> Activity:
The answer should hold exactly the lines of the entries below from the one containing "of the standing" through the last line, both included.

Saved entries
★ ★ ★ ★

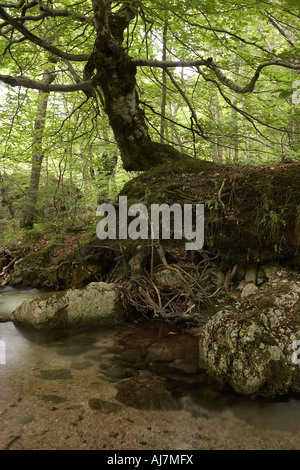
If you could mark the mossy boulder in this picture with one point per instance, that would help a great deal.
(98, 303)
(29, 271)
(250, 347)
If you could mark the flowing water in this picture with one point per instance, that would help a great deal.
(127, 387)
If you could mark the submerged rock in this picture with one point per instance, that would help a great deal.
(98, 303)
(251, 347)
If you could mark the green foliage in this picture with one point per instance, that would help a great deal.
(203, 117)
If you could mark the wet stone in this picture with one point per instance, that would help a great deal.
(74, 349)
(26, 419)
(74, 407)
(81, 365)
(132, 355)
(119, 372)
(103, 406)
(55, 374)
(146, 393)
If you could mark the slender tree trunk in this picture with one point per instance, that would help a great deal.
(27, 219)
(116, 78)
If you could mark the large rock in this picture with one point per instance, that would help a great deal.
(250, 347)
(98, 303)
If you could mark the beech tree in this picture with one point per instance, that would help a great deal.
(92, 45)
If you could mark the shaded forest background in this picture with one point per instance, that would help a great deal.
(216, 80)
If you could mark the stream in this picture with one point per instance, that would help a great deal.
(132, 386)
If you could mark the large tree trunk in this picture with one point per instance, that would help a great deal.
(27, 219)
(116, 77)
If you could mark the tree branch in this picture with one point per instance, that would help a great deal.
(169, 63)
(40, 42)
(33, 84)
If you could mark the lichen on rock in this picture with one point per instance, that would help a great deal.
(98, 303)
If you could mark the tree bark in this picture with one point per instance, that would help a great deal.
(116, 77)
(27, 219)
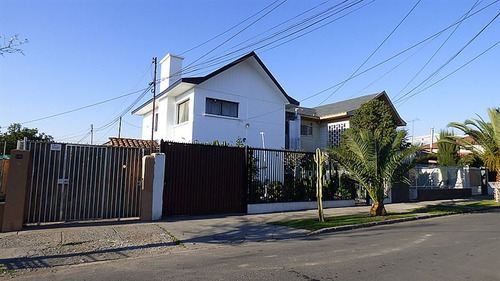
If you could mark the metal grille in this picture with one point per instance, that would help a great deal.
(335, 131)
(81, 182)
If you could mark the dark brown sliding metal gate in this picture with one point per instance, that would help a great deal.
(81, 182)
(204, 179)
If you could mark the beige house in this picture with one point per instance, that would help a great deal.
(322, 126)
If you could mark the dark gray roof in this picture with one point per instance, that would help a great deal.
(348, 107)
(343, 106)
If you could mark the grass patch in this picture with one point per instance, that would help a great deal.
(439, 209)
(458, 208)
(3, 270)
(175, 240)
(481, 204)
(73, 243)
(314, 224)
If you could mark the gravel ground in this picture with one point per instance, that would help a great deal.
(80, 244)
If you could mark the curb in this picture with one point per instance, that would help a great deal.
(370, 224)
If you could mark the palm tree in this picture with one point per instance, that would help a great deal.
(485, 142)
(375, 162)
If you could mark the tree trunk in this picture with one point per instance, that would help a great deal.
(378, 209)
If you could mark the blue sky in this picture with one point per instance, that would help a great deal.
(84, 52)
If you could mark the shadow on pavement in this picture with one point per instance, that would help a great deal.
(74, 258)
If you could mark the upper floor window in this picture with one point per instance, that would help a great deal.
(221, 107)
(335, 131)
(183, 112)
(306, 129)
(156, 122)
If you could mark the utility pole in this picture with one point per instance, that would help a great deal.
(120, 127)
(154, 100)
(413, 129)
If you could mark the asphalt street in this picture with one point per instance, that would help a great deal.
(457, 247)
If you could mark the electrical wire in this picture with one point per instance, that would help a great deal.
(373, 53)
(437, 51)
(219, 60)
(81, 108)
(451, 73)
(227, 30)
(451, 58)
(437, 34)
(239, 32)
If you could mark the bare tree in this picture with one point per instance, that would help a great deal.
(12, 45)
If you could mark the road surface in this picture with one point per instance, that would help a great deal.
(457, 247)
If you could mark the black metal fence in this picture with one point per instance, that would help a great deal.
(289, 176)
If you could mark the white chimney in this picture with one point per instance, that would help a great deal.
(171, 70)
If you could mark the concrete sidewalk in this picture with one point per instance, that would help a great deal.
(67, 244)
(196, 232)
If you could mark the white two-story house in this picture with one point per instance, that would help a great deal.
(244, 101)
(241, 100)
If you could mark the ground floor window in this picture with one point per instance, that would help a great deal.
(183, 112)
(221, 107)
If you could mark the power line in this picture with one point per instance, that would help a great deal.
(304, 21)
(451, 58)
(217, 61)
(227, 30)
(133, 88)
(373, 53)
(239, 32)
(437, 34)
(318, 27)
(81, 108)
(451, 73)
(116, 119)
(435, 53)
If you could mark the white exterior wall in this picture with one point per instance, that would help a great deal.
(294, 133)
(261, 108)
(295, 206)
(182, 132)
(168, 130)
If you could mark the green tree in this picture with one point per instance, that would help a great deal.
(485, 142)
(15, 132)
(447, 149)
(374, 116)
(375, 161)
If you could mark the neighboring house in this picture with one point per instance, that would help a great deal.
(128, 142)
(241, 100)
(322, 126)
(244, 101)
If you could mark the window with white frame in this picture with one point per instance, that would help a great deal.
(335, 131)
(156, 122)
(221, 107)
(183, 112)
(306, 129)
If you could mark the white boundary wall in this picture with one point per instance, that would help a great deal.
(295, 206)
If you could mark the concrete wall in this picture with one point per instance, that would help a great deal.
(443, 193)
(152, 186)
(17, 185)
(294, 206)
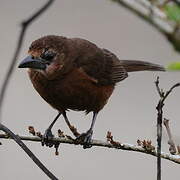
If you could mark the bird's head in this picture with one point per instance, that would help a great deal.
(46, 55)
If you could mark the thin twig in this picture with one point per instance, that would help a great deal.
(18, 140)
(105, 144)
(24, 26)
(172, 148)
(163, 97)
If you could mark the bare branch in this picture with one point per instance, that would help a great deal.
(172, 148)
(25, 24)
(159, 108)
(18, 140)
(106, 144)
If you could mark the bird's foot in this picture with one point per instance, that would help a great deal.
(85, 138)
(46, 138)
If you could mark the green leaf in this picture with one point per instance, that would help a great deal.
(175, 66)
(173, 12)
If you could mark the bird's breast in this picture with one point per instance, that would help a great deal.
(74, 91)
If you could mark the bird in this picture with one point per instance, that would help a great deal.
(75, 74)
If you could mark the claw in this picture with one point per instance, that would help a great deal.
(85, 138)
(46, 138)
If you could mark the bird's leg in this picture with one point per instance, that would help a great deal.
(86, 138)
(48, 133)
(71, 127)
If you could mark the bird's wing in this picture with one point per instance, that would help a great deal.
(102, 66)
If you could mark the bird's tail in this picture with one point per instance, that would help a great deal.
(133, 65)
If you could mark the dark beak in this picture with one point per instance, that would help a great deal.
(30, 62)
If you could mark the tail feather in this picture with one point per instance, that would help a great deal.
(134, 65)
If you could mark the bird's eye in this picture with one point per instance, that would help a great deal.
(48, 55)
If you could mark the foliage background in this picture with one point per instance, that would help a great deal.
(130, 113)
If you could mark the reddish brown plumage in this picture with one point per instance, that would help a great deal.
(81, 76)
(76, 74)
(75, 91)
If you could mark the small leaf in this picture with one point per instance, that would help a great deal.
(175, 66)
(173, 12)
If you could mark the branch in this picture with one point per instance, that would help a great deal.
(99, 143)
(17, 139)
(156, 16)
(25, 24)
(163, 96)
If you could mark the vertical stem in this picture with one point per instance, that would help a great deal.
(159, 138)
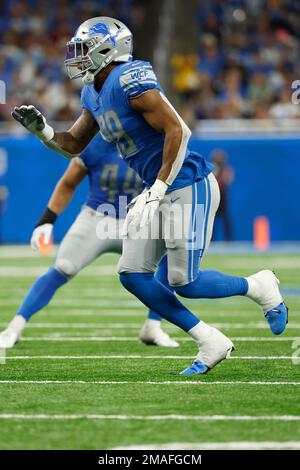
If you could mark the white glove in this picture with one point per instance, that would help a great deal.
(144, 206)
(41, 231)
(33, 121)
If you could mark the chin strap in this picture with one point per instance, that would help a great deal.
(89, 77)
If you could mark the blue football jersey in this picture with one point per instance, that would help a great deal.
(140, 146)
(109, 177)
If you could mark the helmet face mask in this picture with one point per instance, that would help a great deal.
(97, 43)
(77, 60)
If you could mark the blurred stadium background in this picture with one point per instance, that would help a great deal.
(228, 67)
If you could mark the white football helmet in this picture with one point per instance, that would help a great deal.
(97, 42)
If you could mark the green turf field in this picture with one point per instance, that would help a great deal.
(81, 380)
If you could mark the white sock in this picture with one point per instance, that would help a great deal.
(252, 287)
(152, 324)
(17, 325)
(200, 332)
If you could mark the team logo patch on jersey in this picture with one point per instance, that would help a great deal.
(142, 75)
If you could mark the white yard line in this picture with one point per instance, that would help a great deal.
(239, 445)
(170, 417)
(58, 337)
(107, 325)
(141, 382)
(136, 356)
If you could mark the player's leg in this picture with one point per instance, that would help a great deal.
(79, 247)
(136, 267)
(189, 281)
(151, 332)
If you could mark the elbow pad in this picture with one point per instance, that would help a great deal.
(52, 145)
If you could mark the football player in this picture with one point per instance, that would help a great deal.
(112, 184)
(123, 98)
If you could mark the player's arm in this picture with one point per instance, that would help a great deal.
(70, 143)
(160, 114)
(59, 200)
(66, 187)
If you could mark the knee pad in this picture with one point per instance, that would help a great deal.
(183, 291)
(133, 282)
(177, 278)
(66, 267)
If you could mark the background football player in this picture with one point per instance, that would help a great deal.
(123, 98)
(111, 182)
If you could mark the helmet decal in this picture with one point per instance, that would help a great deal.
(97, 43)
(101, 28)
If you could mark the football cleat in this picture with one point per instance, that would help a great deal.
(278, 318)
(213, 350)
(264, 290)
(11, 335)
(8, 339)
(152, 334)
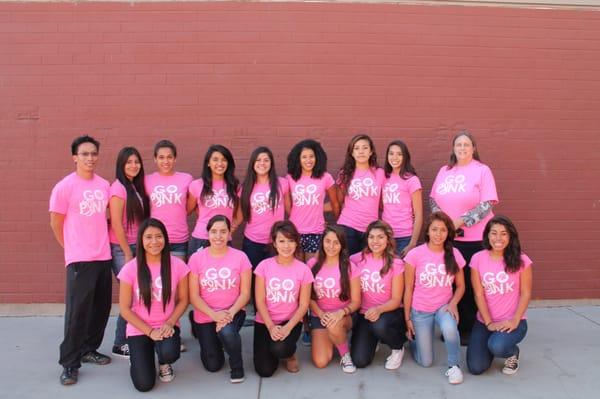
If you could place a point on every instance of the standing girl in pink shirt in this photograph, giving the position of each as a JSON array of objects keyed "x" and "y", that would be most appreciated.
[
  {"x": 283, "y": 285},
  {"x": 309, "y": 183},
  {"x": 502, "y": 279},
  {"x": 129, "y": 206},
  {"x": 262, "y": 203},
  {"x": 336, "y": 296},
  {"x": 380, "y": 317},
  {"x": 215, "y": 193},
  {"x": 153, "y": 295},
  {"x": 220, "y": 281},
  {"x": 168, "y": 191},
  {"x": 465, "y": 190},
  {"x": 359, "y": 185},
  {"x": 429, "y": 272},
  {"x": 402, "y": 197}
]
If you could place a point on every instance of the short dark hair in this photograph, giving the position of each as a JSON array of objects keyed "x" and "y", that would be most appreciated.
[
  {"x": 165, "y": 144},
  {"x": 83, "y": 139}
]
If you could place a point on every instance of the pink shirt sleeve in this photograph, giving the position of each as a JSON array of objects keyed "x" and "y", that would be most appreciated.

★ ★ ★ ★

> Your response:
If you could place a point on every instance of the standing girl in pink shirt in this photograph, giving the position of each as a JSON array of objects keyed "x" and "y", that would be most appreciated.
[
  {"x": 283, "y": 285},
  {"x": 309, "y": 183},
  {"x": 502, "y": 279},
  {"x": 129, "y": 206},
  {"x": 262, "y": 203},
  {"x": 336, "y": 296},
  {"x": 380, "y": 317},
  {"x": 215, "y": 193},
  {"x": 153, "y": 295},
  {"x": 220, "y": 281},
  {"x": 168, "y": 191},
  {"x": 465, "y": 190},
  {"x": 359, "y": 185},
  {"x": 429, "y": 272},
  {"x": 402, "y": 197}
]
If you could place a point on every instance of the short dark hair in this photograph, giving the position of each as a JSON array of objects keyed "x" and "y", that would be most appreciated.
[
  {"x": 165, "y": 144},
  {"x": 83, "y": 139}
]
If you could place a point on every instance of the pink shirt sleeve in this photograph, giving the position of each as a JSON array of objects keyed "x" and "y", that would be most appreciated.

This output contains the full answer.